◆ Given problem:
Give each line of the records below as an item in a numbered list. Skip blank lines and leave the pictures out.

◆ Dataset extract:
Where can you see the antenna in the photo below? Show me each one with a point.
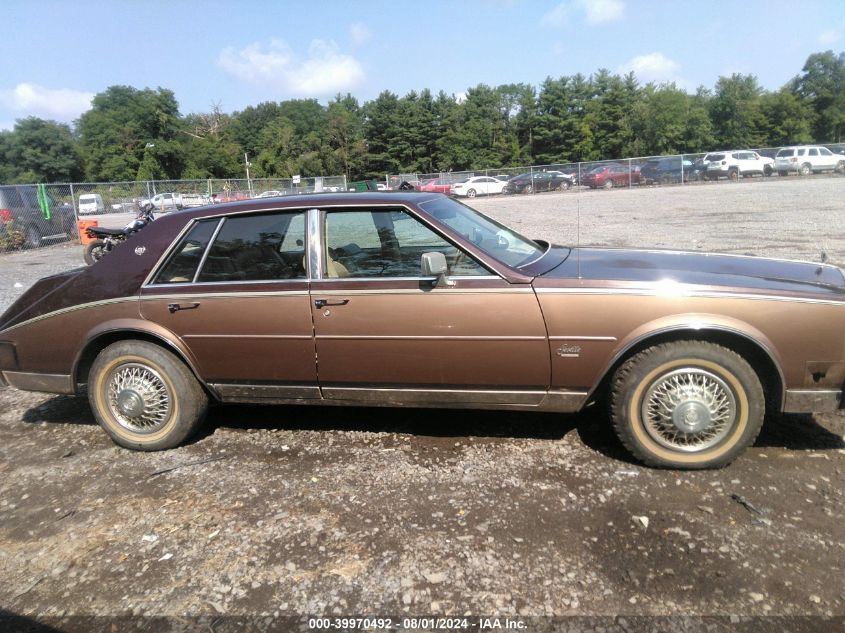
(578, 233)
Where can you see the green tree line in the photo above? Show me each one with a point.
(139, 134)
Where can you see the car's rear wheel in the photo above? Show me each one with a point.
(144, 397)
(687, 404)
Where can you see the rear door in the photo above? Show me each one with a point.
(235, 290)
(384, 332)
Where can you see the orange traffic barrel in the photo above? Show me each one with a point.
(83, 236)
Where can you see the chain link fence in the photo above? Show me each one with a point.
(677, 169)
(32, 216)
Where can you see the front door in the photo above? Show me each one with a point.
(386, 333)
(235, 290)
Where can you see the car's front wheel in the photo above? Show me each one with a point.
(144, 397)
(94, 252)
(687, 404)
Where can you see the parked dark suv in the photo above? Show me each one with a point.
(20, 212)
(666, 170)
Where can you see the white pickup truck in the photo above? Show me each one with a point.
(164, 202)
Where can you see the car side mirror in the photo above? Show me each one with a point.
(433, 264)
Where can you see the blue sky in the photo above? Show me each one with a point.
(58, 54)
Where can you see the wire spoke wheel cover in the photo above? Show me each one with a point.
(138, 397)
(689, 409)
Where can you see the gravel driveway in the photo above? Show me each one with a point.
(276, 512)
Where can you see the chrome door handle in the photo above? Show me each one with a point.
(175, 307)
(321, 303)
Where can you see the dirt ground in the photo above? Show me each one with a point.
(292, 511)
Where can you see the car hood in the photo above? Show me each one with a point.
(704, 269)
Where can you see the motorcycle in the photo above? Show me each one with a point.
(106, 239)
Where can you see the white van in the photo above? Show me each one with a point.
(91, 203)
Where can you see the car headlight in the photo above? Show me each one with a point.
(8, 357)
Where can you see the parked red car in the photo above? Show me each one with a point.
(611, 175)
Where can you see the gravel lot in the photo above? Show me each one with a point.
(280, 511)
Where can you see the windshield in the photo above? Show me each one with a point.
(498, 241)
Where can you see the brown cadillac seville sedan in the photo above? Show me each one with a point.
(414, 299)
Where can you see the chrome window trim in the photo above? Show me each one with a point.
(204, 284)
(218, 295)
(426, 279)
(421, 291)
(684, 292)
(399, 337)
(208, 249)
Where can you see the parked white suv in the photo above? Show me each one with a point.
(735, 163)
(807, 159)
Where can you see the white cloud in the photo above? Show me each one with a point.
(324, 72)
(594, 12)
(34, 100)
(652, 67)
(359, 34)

◆ Response to this exercise:
1. Where can you see the antenna in the photo below? Show me each one with a point.
2. (578, 233)
3. Where can you see the green tree line in the photo above? Show me each one with a point.
4. (139, 134)
5. Where can you see the car's rear wheel in the photo above? Show me each one with a point.
6. (144, 397)
7. (687, 404)
8. Where can you see the rear door in the photo above? Show me each one with a point.
9. (235, 290)
10. (384, 332)
11. Where can you see the orange traffic barrel in the photo above? Show me each one with a point.
12. (83, 236)
13. Where can you see the chain link fence in the photo above? Show me each one with a point.
14. (677, 169)
15. (32, 216)
16. Where can you see the front door in the photo above? Show me each one with a point.
17. (386, 333)
18. (235, 290)
19. Where can you see the car's front wheel in the photo above? Show me each one with a point.
20. (144, 397)
21. (94, 252)
22. (687, 404)
23. Where can you see the parked dark suv in the photo above? Show me each one with a point.
24. (20, 212)
25. (666, 170)
26. Where can you see the white pickup truck in the photo above? Show me each one with a point.
27. (164, 202)
28. Where can you see the car side mirror in the photo above? Show me each one with a point.
29. (433, 264)
30. Where can you see the blue sky in the photo above? Show me each one with a point.
31. (58, 54)
32. Where can you see the wire spoke wheel cover in the photo above? Show me each one with a point.
33. (138, 397)
34. (689, 409)
35. Where can you see the gravel driveway in the photo above? Show me each one with a point.
36. (276, 512)
37. Where can you see the chrome door handle in the photo above? Show me each one with a point.
38. (175, 307)
39. (321, 303)
40. Where can you see the dirt ground in the photo above? Show me each one with a point.
41. (292, 511)
42. Where can you see the car hood in the photo above? Show me each one with a point.
43. (704, 269)
44. Where can you see the motorcycle in the photo above? Show me each one with a point.
45. (106, 239)
46. Where can you see the white van in the photo above? Show me each one with a point.
47. (91, 203)
48. Where can you see the car headlight in the photo above? Show me each one with a point.
49. (8, 357)
50. Where can you see the parked red car in the photo above? Show me each one with a point.
51. (611, 175)
52. Where can you see the gravel lot in the photo above? Show me each one with a point.
53. (280, 511)
54. Where can you see the windshield in the photo above? Show me each one with a point.
55. (498, 241)
56. Where can you see the brown cadillac seville sedan in the photo above? Show me each one with a point.
57. (414, 299)
58. Where can you see the chrome window trim in the photo above? Show me each one with a point.
59. (204, 284)
60. (218, 295)
61. (426, 279)
62. (421, 291)
63. (684, 292)
64. (399, 337)
65. (208, 249)
66. Where can you see the parked white suv in the photo above? Show me each one with a point.
67. (735, 163)
68. (807, 159)
69. Where can you see the white cloud in the photo above? Show me each one with a point.
70. (324, 72)
71. (594, 12)
72. (34, 100)
73. (652, 67)
74. (359, 34)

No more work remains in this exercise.